[start Provided records]
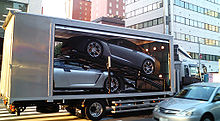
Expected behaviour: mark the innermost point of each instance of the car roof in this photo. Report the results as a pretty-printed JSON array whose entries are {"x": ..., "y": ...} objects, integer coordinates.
[{"x": 207, "y": 84}]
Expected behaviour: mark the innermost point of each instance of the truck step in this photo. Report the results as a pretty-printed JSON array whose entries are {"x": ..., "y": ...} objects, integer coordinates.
[
  {"x": 132, "y": 110},
  {"x": 136, "y": 101}
]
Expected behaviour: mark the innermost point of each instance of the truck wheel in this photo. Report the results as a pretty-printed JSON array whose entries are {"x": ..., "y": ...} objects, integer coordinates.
[
  {"x": 95, "y": 110},
  {"x": 148, "y": 67},
  {"x": 115, "y": 85},
  {"x": 94, "y": 49}
]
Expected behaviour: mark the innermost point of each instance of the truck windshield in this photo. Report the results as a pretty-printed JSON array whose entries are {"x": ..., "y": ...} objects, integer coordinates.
[{"x": 196, "y": 93}]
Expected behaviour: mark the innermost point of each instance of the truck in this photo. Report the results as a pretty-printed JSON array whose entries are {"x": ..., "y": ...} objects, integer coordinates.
[{"x": 28, "y": 75}]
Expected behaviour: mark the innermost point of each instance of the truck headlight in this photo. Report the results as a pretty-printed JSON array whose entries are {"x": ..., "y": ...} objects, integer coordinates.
[{"x": 187, "y": 112}]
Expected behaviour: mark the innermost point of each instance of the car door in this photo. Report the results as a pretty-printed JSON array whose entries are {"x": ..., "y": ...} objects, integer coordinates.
[
  {"x": 60, "y": 80},
  {"x": 215, "y": 107},
  {"x": 79, "y": 77}
]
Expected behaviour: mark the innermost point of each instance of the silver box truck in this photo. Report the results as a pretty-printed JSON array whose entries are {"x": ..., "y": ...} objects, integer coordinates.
[{"x": 27, "y": 67}]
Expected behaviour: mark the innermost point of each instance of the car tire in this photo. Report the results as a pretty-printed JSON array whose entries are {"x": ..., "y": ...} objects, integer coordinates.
[
  {"x": 148, "y": 67},
  {"x": 115, "y": 85},
  {"x": 207, "y": 118},
  {"x": 95, "y": 110},
  {"x": 94, "y": 49},
  {"x": 71, "y": 110},
  {"x": 48, "y": 108}
]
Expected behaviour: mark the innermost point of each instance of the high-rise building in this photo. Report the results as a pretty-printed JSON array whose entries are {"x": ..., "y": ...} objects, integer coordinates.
[
  {"x": 81, "y": 10},
  {"x": 30, "y": 6},
  {"x": 110, "y": 21},
  {"x": 194, "y": 24},
  {"x": 107, "y": 8}
]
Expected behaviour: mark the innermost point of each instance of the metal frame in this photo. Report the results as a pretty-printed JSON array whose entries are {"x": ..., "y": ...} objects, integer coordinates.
[{"x": 82, "y": 26}]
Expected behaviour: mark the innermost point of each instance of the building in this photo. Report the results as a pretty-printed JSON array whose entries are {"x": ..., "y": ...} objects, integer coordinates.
[
  {"x": 30, "y": 6},
  {"x": 194, "y": 24},
  {"x": 107, "y": 8},
  {"x": 110, "y": 21}
]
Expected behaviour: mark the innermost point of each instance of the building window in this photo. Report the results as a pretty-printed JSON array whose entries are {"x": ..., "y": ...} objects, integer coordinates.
[
  {"x": 110, "y": 11},
  {"x": 116, "y": 13},
  {"x": 198, "y": 9},
  {"x": 110, "y": 4},
  {"x": 150, "y": 8}
]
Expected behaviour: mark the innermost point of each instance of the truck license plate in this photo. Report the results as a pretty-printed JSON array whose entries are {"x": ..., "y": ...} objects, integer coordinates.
[{"x": 163, "y": 119}]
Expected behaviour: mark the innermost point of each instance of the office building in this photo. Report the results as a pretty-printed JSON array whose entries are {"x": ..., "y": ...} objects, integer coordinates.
[{"x": 30, "y": 6}]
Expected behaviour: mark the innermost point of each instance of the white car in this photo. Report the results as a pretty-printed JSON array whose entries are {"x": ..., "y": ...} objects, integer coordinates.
[{"x": 196, "y": 102}]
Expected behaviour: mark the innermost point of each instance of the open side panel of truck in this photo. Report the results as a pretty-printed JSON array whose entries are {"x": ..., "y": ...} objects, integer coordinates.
[
  {"x": 7, "y": 59},
  {"x": 127, "y": 51}
]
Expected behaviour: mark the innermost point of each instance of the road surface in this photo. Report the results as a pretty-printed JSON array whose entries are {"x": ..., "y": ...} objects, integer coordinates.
[{"x": 30, "y": 114}]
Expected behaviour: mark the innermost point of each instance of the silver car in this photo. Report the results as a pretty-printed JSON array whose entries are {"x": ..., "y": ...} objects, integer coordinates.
[
  {"x": 71, "y": 75},
  {"x": 196, "y": 102}
]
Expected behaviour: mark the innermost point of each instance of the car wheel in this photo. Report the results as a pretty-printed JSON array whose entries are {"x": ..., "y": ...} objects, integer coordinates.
[
  {"x": 114, "y": 85},
  {"x": 71, "y": 110},
  {"x": 94, "y": 49},
  {"x": 148, "y": 67},
  {"x": 95, "y": 110},
  {"x": 207, "y": 118}
]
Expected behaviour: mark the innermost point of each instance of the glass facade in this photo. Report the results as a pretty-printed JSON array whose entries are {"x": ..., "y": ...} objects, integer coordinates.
[
  {"x": 197, "y": 24},
  {"x": 5, "y": 6},
  {"x": 206, "y": 57},
  {"x": 196, "y": 8},
  {"x": 144, "y": 9}
]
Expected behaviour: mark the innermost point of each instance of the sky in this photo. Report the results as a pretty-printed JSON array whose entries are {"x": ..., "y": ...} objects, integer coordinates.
[{"x": 55, "y": 8}]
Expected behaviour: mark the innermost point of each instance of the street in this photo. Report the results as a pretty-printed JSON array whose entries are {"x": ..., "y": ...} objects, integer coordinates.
[{"x": 30, "y": 114}]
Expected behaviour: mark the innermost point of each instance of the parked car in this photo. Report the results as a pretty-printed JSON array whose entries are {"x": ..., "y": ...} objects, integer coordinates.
[
  {"x": 71, "y": 75},
  {"x": 122, "y": 51},
  {"x": 196, "y": 102}
]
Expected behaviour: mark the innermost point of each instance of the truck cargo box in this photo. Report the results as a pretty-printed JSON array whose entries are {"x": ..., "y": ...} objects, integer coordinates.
[{"x": 28, "y": 55}]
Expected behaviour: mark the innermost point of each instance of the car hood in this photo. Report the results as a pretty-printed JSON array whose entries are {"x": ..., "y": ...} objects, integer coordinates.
[{"x": 180, "y": 104}]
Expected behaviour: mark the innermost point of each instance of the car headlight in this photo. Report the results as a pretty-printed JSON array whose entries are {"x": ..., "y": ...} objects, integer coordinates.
[
  {"x": 156, "y": 108},
  {"x": 187, "y": 112}
]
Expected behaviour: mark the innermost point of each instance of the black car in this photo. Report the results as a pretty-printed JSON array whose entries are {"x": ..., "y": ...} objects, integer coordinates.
[{"x": 122, "y": 52}]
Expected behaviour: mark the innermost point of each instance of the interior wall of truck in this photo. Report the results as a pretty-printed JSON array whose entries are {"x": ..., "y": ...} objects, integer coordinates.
[{"x": 81, "y": 63}]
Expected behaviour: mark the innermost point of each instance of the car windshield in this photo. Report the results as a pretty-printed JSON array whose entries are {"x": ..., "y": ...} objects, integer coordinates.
[{"x": 196, "y": 93}]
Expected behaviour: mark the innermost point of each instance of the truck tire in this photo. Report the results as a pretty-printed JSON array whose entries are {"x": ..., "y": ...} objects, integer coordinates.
[
  {"x": 115, "y": 85},
  {"x": 95, "y": 110},
  {"x": 148, "y": 67}
]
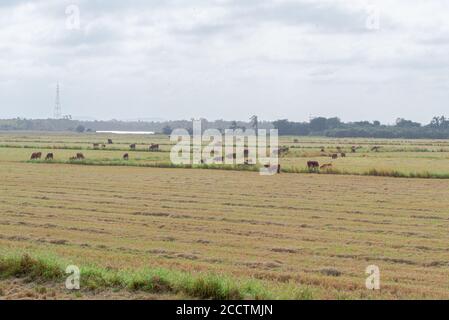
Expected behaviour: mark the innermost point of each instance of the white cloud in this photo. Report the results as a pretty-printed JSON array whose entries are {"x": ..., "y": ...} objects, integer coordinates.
[{"x": 226, "y": 59}]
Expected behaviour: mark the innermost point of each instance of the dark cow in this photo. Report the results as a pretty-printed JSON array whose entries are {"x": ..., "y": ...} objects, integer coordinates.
[
  {"x": 271, "y": 167},
  {"x": 313, "y": 164},
  {"x": 36, "y": 155}
]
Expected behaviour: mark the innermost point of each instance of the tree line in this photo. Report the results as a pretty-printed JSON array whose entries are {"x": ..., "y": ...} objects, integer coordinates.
[{"x": 438, "y": 128}]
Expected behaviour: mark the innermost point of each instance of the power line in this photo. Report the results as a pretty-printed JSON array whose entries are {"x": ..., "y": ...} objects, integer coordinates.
[{"x": 57, "y": 112}]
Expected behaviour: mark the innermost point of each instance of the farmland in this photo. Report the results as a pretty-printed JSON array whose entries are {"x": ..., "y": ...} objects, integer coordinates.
[{"x": 293, "y": 235}]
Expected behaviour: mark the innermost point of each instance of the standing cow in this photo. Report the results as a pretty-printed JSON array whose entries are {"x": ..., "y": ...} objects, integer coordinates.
[{"x": 313, "y": 164}]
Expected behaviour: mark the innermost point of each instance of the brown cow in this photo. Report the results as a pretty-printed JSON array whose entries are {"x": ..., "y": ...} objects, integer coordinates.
[
  {"x": 271, "y": 167},
  {"x": 313, "y": 164},
  {"x": 326, "y": 166}
]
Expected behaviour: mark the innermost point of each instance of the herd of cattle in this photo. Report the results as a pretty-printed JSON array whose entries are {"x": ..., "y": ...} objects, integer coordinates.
[
  {"x": 311, "y": 165},
  {"x": 79, "y": 156}
]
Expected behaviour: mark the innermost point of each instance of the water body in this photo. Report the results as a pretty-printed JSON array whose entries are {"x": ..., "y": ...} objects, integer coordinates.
[{"x": 126, "y": 132}]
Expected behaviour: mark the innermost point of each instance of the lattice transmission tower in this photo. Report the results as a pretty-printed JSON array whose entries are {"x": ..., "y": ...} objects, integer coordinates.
[{"x": 57, "y": 112}]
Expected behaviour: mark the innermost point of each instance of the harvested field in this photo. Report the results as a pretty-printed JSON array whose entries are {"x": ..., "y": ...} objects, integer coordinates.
[{"x": 313, "y": 232}]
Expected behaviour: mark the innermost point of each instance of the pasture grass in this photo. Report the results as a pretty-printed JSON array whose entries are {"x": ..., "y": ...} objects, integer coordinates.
[
  {"x": 160, "y": 281},
  {"x": 252, "y": 168}
]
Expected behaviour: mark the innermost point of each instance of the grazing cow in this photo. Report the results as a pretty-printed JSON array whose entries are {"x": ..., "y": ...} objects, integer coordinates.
[
  {"x": 326, "y": 166},
  {"x": 273, "y": 167},
  {"x": 313, "y": 164},
  {"x": 283, "y": 149},
  {"x": 36, "y": 155}
]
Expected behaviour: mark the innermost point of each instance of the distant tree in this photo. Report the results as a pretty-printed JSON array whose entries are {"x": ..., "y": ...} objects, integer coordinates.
[
  {"x": 333, "y": 123},
  {"x": 254, "y": 123},
  {"x": 402, "y": 123},
  {"x": 439, "y": 122},
  {"x": 80, "y": 128}
]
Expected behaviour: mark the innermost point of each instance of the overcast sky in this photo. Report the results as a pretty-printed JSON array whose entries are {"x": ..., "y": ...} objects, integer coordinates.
[{"x": 172, "y": 59}]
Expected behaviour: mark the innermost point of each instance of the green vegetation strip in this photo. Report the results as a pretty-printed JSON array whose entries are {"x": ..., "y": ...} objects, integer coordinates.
[
  {"x": 155, "y": 281},
  {"x": 253, "y": 168}
]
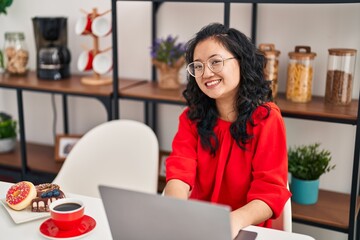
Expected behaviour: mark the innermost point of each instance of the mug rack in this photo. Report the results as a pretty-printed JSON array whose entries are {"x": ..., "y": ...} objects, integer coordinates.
[{"x": 85, "y": 27}]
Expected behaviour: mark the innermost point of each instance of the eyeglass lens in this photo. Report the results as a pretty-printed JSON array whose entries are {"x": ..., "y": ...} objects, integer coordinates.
[{"x": 197, "y": 68}]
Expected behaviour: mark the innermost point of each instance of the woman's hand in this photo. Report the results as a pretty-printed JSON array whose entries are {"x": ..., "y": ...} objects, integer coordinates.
[
  {"x": 253, "y": 213},
  {"x": 178, "y": 189}
]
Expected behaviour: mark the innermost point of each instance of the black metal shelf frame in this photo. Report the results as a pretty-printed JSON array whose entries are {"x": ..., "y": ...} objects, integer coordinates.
[{"x": 151, "y": 110}]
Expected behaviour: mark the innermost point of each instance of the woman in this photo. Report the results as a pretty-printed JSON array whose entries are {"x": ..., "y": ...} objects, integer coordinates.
[{"x": 230, "y": 147}]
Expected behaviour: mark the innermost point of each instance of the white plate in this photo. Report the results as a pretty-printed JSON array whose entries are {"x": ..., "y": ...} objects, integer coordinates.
[{"x": 25, "y": 215}]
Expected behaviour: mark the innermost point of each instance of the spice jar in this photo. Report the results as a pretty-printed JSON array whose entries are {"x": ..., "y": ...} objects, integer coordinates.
[
  {"x": 15, "y": 53},
  {"x": 271, "y": 69},
  {"x": 340, "y": 75},
  {"x": 300, "y": 74}
]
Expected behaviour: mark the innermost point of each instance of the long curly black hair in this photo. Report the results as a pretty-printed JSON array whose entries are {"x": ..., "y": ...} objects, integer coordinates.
[{"x": 253, "y": 90}]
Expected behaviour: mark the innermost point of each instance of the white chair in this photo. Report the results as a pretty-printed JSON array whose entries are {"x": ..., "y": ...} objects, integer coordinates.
[
  {"x": 284, "y": 221},
  {"x": 118, "y": 153}
]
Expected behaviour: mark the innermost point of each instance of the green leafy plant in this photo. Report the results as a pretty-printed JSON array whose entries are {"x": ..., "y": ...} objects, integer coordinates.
[
  {"x": 7, "y": 126},
  {"x": 4, "y": 4},
  {"x": 308, "y": 162}
]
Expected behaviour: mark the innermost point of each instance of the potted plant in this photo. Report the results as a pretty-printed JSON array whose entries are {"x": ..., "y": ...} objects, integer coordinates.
[
  {"x": 306, "y": 164},
  {"x": 168, "y": 58},
  {"x": 8, "y": 133}
]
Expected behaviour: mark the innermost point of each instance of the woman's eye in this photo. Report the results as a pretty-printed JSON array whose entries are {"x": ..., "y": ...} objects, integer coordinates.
[
  {"x": 198, "y": 67},
  {"x": 215, "y": 62}
]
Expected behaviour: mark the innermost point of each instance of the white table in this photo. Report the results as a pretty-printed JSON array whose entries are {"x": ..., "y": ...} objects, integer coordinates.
[{"x": 94, "y": 208}]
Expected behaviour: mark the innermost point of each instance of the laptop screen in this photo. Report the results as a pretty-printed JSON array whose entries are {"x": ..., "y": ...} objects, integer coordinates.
[{"x": 136, "y": 216}]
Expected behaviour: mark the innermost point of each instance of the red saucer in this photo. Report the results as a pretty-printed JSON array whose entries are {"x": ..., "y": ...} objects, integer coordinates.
[{"x": 49, "y": 230}]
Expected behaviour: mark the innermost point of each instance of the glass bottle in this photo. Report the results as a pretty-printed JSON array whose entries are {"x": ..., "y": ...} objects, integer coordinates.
[
  {"x": 271, "y": 70},
  {"x": 300, "y": 74},
  {"x": 340, "y": 75},
  {"x": 16, "y": 54}
]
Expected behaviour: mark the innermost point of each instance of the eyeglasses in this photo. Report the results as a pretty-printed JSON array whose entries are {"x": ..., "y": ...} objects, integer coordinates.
[{"x": 215, "y": 64}]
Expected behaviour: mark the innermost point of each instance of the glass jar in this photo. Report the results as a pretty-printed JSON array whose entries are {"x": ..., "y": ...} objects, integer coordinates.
[end Provided records]
**Exercise**
Return exactly, and only, the line containing "of the eyeglasses" and every line after it through the end of the material.

**The result**
Expected behaviour: mark the innermost point of each instance of the eyeglasses in this photo. Report the results as a pretty-printed JSON array whose entries are {"x": ..., "y": ...} objects, integer coordinates.
[{"x": 215, "y": 64}]
Expected behaviour: mark the innermost point of each instance of the glass jar in this photo. Report the results as a pretty-printed JSON array whose entries are {"x": ..., "y": ...} objects, integer coordinates.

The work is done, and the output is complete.